Task instructions.
Reproduce the entries that follow exactly, dropping each image.

[Data for processing Boundary: Start]

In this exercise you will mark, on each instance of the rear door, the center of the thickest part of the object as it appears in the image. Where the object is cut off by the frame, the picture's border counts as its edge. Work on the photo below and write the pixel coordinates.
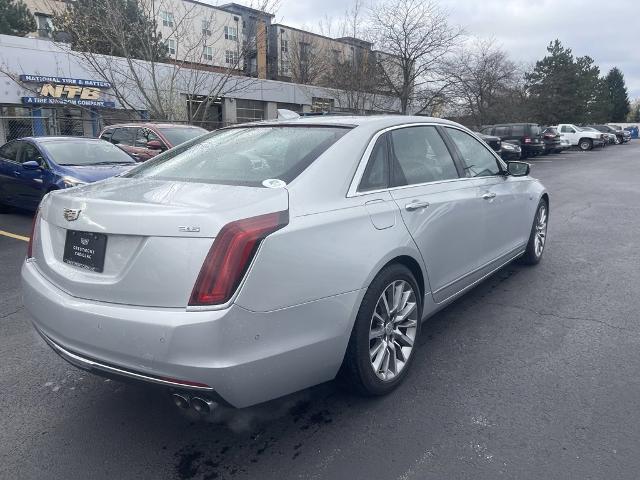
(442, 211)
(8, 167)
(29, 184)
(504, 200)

[Data for processing Boundary: End]

Solution to the exercise.
In this exercise you will mark, on each instance of the rear door, the center of the thickest part of the object as it appears in the image. Where the object is cut off by the frame, the picture's border counts as its edge. Work on the photo below and write the pixel coordinates.
(442, 211)
(8, 167)
(29, 184)
(504, 200)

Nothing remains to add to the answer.